STATED EXERCISE A:
How many lines in the listing below contain the string "tree"? Reply with the number alone.

TEXT SECTION:
Paul
Goble
Staunton, July 31 – The day doesn’t
go by in which one or another Russian commentator suggests that Russia is on
the brink of a new 1937, the year of Stalin’s Great Terror that some fear
Vladimir Putin may seek to replicate to remain in power. But a discussion by
Russian historians suggests that the Kremlin leader may be more informed by
1929 than by 1937.
In the latter year, Urals Federal
University historians Lyudmila Mazur and Oleg Gorbachev say, a hungry and tired
Soviet population who valued stability above all else were prepared to accept
that repressions might be needed to produce it (znak.com/2019-07-31/kak_90_let_nazad_byurokraty_prigovorili_stranu_k_stalinizmu_intervyu_s_istorikami).
Although the two do not discuss the
possible analogy between the rise of Stalin and the rise of Putin, it appears
on the basis of their discussion that the current Kremlin leader was more than
a little informed by the actions of his Soviet predecessor in terms of building
his own power vertical while gaining the support of a population upset by
earlier turbulence.
Ninety years ago in 1929, even more
than 102 years in 1917, Gorbachev argues, the Soviet system was established as
bureaucratic socialism that was modified but remained in place until its end in
1991. It was “the year of ‘the great change,’” with Stalin having vanquished
his opponents, launched the first five-year plan, and accelerated
collectivization.
From the mid-1920s, Mazur continues,
“Soviet ‘administered democracy’ was put in place: the organs of power began to
be formed by the VKP(b) and controlled by it, not via official structures like
a parliament but by the use of another mechanism, the party nomenklatura
installed at all levels of administration.”
“In the 1930s,” she says, “’administered
democracy’ acquired a perfected character: the people unanimously voted for ‘the
inviolable bloc of communists and non-party people.’ Candidates formally were
advanced by meetings of voters but in fact were agreed to and confirmed in party
offices.”
“Formally, there was a democratic
system of secret elections; in reality, there was a dictatorship of the party bureaucracy,”

RECORDS SUPPLIED:
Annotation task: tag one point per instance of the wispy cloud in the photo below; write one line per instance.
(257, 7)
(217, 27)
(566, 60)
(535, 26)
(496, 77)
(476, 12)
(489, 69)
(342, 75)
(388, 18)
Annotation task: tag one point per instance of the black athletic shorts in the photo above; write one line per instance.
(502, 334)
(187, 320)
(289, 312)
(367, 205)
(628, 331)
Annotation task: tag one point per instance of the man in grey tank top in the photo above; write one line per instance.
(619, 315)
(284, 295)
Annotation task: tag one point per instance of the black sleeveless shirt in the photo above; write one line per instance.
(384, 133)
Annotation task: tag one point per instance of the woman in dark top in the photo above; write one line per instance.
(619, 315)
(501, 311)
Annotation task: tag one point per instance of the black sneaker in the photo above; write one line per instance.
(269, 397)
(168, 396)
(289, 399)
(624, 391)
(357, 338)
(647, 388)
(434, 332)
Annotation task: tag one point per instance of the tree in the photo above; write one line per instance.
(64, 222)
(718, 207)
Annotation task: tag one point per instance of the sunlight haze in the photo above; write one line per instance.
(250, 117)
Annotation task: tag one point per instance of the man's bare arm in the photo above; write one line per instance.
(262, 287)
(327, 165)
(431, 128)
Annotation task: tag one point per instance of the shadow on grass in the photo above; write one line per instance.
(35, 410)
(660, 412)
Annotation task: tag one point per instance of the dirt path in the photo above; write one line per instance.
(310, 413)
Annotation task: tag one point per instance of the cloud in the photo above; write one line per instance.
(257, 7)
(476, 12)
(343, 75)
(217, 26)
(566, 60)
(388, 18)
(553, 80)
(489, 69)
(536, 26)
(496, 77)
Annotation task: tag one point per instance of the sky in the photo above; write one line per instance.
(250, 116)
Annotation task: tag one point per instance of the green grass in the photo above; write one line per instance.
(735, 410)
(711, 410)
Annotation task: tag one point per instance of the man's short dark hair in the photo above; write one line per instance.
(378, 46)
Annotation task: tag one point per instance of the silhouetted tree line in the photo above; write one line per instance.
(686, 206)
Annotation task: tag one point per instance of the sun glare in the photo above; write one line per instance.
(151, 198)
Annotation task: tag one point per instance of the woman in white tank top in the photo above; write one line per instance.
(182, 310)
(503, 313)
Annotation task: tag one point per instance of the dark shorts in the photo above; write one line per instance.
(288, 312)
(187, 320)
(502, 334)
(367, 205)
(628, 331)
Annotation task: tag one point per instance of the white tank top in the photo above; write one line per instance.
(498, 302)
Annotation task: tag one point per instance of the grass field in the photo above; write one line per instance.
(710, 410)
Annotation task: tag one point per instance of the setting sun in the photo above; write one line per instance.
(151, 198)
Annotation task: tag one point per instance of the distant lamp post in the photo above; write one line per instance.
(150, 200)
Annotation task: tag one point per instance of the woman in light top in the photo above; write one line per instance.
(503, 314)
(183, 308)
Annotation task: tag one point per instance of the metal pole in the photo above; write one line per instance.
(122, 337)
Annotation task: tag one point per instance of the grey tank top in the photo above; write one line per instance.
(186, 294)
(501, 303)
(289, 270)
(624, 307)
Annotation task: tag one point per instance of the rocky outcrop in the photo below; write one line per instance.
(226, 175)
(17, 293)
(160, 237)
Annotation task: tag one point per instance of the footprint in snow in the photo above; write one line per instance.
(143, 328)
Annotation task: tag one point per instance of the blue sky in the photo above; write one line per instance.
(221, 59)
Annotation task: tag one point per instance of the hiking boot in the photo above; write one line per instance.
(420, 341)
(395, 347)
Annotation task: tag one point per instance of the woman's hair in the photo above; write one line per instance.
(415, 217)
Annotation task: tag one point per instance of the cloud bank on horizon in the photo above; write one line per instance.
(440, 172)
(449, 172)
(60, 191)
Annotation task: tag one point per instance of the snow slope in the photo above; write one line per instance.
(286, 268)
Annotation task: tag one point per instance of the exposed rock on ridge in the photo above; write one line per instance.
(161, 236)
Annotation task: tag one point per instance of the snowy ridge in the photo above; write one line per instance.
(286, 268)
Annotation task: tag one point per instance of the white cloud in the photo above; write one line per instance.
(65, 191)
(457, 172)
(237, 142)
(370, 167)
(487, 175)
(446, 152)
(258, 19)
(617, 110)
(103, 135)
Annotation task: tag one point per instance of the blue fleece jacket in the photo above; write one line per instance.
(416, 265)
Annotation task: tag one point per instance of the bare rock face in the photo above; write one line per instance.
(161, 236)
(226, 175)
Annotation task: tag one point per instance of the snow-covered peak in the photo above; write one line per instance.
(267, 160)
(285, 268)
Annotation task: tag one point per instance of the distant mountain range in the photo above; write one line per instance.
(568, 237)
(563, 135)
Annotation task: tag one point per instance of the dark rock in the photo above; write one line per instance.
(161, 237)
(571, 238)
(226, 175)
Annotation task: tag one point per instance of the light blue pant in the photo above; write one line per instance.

STATED EXERCISE B:
Transcribe the article above on 1929 and Stalin's rise to power word for word, from its first line to its last.

FULL SOLUTION A:
2

FULL SOLUTION B:
Paul
Goble
Staunton, July 31 – The day doesn’t
go by in which one or another Russian commentator suggests that Russia is on
the brink of a new 1937, the year of Stalin’s Great Terror that some fear
Vladimir Putin may seek to replicate to remain in power. But a discussion by
Russian historians suggests that the Kremlin leader may be more informed by
1929 than by 1937.
In the latter year, Urals Federal
University historians Lyudmila Mazur and Oleg Gorbachev say, a hungry and tired
Soviet population who valued stability above all else were prepared to accept
that repressions might be needed to produce it (znak.com/2019-07-31/kak_90_let_nazad_byurokraty_prigovorili_stranu_k_stalinizmu_intervyu_s_istorikami).
Although the two do not discuss the
possible analogy between the rise of Stalin and the rise of Putin, it appears
on the basis of their discussion that the current Kremlin leader was more than
a little informed by the actions of his Soviet predecessor in terms of building
his own power vertical while gaining the support of a population upset by
earlier turbulence.
Ninety years ago in 1929, even more
than 102 years in 1917, Gorbachev argues, the Soviet system was established as
bureaucratic socialism that was modified but remained in place until its end in
1991. It was “the year of ‘the great change,’” with Stalin having vanquished
his opponents, launched the first five-year plan, and accelerated
collectivization.
From the mid-1920s, Mazur continues,
“Soviet ‘administered democracy’ was put in place: the organs of power began to
be formed by the VKP(b) and controlled by it, not via official structures like
a parliament but by the use of another mechanism, the party nomenklatura
installed at all levels of administration.”
“In the 1930s,” she says, “’administered
democracy’ acquired a perfected character: the people unanimously voted for ‘the
inviolable bloc of communists and non-party people.’ Candidates formally were
advanced by meetings of voters but in fact were agreed to and confirmed in party
offices.”
“Formally, there was a democratic
system of secret elections; in reality, there was a dictatorship of the party bureaucracy,”